====== EXERCISE DATA

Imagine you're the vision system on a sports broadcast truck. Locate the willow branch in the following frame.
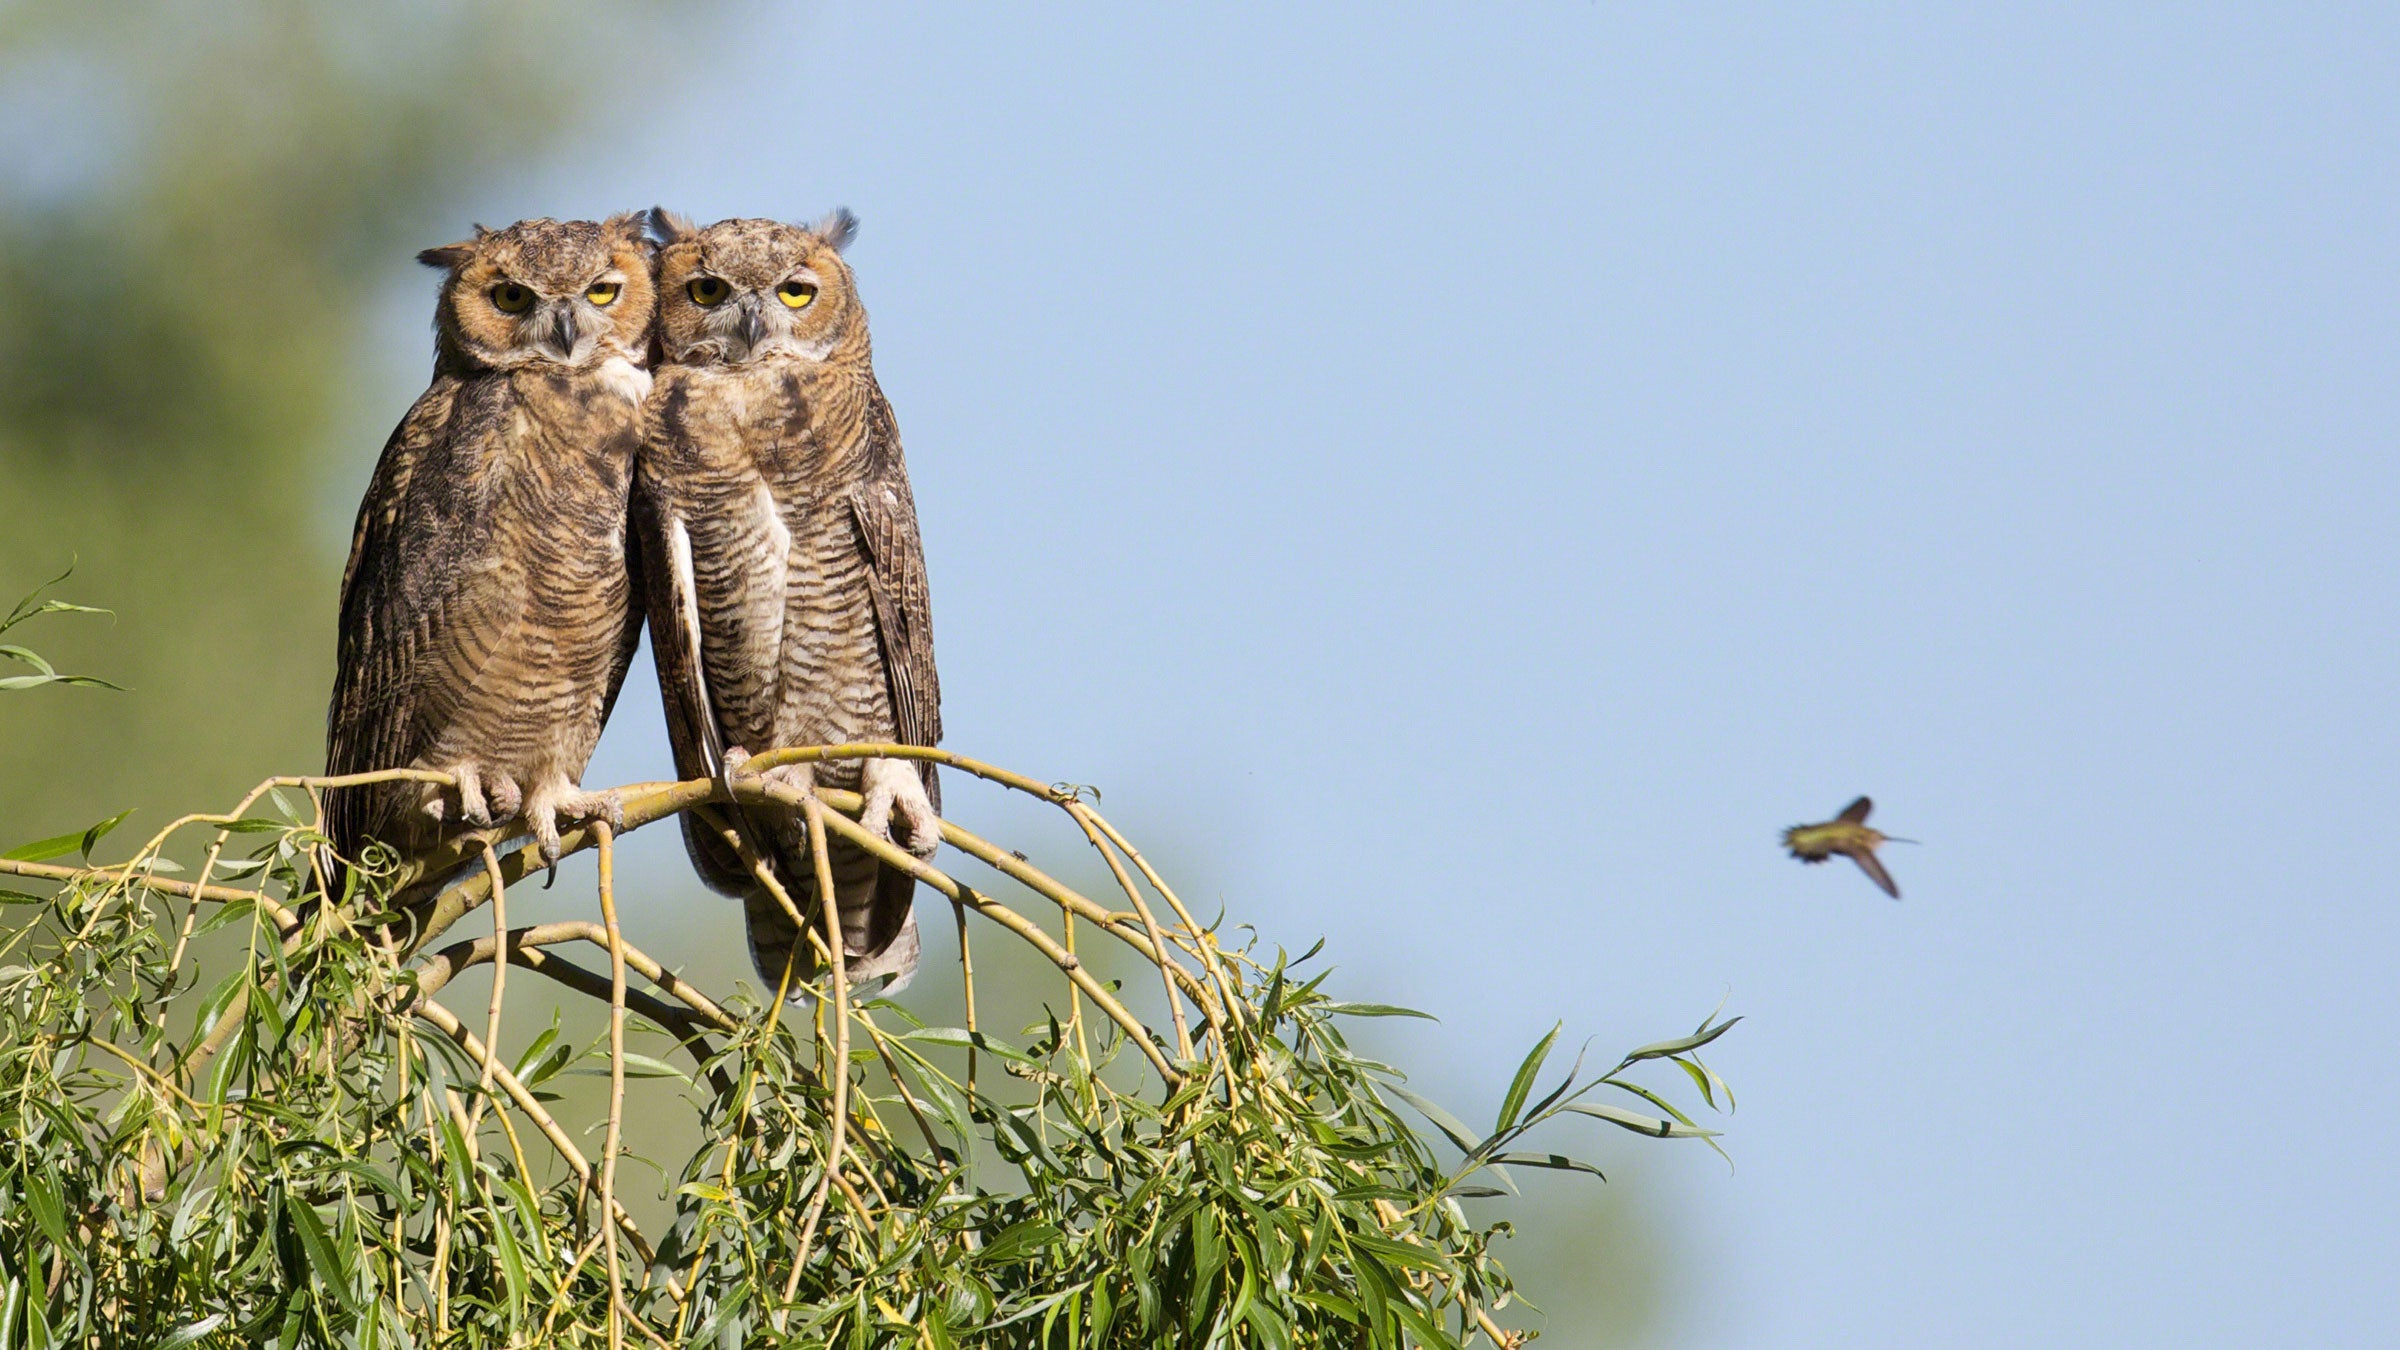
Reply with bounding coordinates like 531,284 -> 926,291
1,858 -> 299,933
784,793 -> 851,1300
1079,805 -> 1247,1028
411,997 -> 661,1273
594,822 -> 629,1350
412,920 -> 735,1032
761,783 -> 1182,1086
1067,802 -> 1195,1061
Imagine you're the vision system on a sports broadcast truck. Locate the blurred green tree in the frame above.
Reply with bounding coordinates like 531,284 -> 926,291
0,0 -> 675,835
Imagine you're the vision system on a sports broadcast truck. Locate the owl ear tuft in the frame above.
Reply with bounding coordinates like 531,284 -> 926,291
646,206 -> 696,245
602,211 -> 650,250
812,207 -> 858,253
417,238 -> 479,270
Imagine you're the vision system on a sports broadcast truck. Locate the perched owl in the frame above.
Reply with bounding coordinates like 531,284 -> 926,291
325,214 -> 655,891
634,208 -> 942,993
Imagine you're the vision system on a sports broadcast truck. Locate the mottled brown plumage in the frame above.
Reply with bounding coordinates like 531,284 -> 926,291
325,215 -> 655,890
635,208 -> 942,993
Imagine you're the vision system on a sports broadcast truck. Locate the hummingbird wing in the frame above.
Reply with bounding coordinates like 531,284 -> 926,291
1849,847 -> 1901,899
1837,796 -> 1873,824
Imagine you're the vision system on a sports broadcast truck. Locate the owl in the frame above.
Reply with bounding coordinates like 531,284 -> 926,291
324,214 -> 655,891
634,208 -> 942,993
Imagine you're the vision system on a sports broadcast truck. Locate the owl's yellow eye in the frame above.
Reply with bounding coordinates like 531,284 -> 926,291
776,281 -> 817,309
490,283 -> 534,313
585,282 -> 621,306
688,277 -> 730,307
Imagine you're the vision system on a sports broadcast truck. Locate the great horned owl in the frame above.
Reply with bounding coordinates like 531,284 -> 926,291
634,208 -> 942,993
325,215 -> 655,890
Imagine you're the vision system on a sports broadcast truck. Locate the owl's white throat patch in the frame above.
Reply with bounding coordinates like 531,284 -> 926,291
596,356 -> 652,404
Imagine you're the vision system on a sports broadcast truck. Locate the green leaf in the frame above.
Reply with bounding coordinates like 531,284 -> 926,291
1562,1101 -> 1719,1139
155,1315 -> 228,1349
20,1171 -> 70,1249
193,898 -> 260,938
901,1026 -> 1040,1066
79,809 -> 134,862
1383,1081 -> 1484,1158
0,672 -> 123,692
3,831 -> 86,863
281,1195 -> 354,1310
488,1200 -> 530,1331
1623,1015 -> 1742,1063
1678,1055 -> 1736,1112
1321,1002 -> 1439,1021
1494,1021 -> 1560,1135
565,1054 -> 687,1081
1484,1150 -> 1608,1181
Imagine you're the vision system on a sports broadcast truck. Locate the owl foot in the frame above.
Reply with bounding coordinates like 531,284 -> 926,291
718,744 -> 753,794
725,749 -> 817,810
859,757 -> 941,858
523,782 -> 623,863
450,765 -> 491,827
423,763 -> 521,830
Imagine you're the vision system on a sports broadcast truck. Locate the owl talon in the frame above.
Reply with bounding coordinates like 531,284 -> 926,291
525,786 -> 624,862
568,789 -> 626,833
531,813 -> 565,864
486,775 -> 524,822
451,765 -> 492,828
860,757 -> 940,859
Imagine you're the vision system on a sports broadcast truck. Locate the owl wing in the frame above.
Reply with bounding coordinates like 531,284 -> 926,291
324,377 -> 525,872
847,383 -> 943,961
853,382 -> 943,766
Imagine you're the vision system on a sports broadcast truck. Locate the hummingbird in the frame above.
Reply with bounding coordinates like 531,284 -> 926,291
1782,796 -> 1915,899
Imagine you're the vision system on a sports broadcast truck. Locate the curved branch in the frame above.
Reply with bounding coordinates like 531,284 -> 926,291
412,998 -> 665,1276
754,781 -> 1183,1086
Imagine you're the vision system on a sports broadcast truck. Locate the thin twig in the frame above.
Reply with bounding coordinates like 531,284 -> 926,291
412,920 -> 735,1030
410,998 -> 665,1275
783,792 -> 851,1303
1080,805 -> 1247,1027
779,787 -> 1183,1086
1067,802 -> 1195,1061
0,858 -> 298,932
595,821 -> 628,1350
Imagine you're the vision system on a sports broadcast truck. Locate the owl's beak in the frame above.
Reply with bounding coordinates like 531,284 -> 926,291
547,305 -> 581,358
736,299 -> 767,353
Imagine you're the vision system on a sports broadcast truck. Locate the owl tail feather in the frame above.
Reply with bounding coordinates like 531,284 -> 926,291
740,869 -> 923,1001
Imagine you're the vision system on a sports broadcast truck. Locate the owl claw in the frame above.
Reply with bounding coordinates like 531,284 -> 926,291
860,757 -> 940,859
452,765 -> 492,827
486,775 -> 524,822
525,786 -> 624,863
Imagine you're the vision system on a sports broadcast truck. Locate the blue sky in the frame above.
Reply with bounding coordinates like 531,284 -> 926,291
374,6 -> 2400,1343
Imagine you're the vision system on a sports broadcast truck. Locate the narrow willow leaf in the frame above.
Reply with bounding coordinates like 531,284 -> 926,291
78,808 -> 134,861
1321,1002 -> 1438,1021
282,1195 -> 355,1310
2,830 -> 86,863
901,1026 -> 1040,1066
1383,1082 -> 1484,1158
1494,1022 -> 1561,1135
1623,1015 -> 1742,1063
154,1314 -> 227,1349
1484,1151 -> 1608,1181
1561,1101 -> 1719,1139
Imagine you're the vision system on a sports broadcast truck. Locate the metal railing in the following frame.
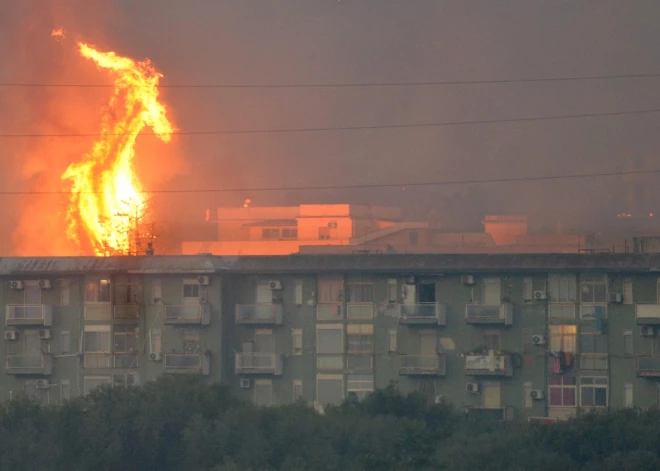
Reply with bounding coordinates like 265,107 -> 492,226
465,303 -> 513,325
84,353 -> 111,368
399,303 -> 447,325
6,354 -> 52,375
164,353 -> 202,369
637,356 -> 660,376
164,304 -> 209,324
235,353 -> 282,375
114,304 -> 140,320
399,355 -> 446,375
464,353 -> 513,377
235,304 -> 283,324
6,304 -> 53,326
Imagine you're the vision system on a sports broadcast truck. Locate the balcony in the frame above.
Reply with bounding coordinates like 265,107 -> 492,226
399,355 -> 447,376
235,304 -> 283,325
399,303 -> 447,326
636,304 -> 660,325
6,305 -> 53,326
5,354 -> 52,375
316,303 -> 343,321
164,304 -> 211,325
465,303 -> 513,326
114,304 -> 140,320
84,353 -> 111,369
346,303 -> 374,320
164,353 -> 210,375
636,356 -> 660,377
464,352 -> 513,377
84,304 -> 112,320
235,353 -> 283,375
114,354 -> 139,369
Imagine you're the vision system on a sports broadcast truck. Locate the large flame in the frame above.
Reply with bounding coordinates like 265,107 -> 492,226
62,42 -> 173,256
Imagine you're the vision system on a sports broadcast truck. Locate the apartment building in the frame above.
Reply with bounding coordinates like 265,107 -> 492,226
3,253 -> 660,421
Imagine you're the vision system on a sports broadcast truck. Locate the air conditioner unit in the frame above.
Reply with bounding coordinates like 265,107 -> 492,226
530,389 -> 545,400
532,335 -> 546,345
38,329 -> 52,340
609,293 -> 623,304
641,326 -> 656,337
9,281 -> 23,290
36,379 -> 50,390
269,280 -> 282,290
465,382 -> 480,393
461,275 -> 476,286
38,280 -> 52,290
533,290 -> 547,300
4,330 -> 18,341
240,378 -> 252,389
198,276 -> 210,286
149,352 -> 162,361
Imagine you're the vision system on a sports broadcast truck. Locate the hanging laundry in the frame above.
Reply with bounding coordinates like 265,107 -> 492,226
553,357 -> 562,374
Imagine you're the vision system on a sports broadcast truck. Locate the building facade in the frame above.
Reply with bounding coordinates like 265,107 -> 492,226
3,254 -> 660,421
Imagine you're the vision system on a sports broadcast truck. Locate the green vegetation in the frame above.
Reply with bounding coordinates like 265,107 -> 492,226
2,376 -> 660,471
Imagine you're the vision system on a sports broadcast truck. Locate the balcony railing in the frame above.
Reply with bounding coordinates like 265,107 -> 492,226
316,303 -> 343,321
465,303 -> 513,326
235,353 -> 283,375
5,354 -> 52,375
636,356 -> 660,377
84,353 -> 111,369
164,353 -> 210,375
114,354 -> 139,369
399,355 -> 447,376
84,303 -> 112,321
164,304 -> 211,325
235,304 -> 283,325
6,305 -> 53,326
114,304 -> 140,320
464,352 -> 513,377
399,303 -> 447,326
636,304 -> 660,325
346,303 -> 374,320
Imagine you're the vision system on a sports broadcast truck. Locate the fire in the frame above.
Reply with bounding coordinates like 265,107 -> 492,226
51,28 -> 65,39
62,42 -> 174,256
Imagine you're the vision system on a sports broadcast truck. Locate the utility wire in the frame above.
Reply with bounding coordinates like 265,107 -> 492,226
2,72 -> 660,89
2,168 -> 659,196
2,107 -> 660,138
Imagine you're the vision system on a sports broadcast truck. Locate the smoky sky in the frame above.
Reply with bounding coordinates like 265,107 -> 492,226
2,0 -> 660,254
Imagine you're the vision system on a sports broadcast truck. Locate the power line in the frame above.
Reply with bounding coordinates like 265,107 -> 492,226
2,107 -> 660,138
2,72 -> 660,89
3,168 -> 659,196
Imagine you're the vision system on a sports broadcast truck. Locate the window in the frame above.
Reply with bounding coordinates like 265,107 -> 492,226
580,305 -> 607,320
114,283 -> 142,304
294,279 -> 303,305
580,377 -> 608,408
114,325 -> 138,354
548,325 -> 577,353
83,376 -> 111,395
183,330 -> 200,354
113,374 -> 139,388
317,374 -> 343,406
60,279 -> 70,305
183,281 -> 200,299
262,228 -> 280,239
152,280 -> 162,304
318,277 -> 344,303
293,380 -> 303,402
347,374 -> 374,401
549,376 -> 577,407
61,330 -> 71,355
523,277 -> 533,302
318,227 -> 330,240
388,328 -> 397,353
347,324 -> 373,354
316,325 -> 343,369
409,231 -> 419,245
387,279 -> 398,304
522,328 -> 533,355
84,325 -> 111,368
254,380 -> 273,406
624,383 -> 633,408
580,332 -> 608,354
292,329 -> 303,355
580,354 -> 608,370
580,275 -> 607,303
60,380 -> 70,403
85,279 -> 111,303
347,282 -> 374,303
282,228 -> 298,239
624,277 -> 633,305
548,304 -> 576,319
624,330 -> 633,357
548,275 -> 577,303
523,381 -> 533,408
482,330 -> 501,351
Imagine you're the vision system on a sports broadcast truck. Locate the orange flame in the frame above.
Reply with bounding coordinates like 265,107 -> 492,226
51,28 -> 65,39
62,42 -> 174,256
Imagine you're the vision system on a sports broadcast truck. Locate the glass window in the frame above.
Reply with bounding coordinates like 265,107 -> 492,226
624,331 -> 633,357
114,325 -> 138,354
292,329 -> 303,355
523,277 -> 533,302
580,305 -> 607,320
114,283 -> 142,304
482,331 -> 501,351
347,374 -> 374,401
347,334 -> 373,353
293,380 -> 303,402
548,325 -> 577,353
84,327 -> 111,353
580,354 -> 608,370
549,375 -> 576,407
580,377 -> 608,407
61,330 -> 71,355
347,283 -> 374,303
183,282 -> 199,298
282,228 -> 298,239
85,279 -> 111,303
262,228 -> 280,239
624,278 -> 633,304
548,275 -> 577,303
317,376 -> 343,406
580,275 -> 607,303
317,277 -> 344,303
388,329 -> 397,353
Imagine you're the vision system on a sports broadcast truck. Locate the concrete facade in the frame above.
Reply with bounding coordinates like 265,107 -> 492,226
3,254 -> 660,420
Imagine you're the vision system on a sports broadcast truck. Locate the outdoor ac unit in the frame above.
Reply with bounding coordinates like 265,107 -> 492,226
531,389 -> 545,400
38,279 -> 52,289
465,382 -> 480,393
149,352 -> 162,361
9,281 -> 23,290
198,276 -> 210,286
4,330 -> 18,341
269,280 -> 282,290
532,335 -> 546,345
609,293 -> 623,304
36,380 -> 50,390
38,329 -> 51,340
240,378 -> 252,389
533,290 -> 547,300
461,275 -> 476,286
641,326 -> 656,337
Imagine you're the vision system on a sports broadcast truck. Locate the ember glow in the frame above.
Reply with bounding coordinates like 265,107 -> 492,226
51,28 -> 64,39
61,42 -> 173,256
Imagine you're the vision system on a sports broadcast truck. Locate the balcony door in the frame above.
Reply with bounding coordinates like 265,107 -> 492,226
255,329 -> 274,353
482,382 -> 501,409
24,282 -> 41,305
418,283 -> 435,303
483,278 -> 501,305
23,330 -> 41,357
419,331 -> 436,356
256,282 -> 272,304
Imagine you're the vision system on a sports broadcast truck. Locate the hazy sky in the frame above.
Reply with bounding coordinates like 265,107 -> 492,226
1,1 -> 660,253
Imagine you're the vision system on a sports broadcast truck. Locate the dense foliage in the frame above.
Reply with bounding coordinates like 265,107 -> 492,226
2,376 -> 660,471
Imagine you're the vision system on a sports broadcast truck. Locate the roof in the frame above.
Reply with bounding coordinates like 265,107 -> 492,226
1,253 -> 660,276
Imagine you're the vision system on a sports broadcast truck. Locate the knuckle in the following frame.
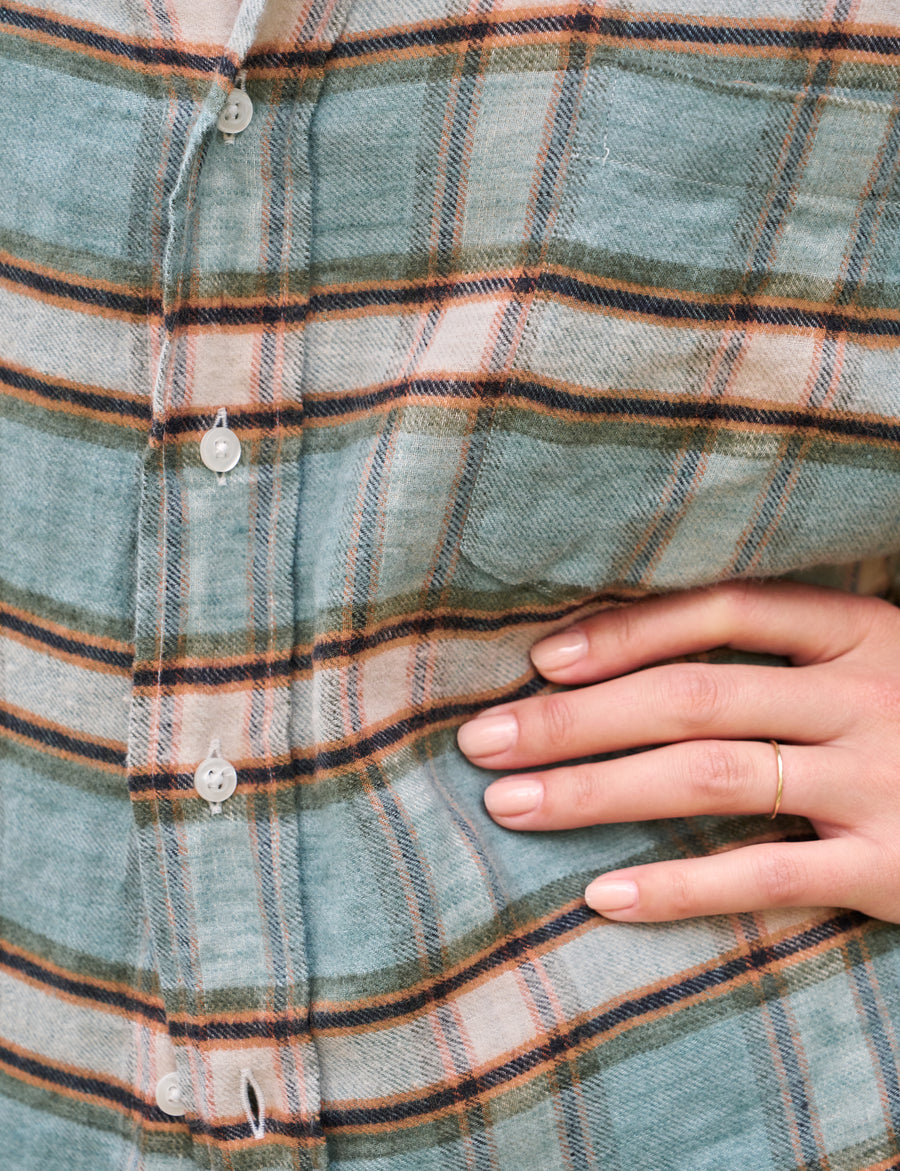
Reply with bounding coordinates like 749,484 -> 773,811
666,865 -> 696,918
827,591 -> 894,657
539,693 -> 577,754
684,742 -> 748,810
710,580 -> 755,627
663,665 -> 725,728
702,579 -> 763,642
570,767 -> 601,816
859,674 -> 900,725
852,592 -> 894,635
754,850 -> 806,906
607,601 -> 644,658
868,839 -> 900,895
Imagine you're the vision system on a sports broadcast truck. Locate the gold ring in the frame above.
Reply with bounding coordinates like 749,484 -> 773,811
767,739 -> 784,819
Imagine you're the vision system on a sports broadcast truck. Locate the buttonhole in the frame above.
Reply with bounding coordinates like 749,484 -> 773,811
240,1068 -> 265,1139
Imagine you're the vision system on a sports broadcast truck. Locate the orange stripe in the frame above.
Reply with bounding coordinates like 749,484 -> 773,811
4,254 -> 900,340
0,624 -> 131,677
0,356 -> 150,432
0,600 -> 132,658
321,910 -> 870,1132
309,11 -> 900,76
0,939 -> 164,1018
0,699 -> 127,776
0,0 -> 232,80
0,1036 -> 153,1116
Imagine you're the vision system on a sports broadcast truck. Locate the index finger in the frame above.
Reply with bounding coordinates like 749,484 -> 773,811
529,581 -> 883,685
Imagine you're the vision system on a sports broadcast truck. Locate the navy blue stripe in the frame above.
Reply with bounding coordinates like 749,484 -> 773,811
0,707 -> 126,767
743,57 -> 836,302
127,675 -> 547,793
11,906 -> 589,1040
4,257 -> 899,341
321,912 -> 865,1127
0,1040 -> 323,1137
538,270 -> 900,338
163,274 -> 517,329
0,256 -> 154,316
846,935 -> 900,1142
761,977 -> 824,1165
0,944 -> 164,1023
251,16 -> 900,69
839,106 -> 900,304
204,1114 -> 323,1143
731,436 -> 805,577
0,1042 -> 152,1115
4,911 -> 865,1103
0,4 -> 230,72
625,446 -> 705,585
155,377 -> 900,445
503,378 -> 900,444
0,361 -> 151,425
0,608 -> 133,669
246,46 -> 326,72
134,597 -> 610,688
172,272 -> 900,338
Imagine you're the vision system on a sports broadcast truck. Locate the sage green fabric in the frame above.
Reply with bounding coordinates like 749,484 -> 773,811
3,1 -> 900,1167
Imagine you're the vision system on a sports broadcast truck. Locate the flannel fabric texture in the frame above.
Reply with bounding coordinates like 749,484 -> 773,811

============

> [ACTION ITEM]
If a line comes after the line with "tuft in the frame above.", it stays out; print exactly every line from the start of the entries up to and including that line, but no pictures.

> [ANSWER TO THIS TASK]
Imagine you're the vision system on a sports broadcast truck. Locate the willow branch in the following frame.
Reply with bounding coordinates like 531,284 -> 926,291
1,858 -> 299,933
784,793 -> 851,1300
1079,805 -> 1247,1028
411,997 -> 661,1273
594,822 -> 629,1350
412,920 -> 735,1032
761,783 -> 1182,1086
1067,802 -> 1195,1061
Imagine you're the vision system on a sports broadcast truck. Locate the blurred green tree in the frame above.
Reply with bounding coordinates like 531,284 -> 926,291
0,0 -> 675,835
Imagine you're the vision system on a sports broadcast truck. Locate the owl ear tuft in the frame above.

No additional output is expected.